— Begin —

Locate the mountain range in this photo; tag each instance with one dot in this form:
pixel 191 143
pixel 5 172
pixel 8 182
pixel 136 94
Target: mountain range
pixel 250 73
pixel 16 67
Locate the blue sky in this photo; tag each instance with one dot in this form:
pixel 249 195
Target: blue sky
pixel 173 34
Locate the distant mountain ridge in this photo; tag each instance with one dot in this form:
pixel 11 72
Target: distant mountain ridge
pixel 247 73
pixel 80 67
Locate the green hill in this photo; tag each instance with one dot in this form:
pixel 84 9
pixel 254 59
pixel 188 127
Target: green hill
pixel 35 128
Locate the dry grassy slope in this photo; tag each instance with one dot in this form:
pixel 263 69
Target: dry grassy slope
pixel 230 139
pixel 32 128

— End —

■ **Problem to solve**: Retype all of the items above word for word.

■ **Solution**:
Locate the mountain range in this photo; tag each instance with one dot in this form:
pixel 191 143
pixel 5 172
pixel 8 182
pixel 136 94
Target: mountain range
pixel 250 73
pixel 16 67
Locate the blue sky in this photo; tag each instance with one dot in this form:
pixel 249 195
Target: blue sky
pixel 173 34
Locate the distant mountain ridge in this photo; tag each instance with one dot in this form:
pixel 11 72
Target: distant mountain ridge
pixel 247 73
pixel 80 67
Locate the green hill in this photo; tag each instance with one dot in this form:
pixel 84 9
pixel 254 59
pixel 188 127
Target: green hill
pixel 35 128
Locate the dry grassy slope in this photo; tag each instance with one dot in this form:
pixel 263 69
Target: dry grassy slope
pixel 230 139
pixel 32 128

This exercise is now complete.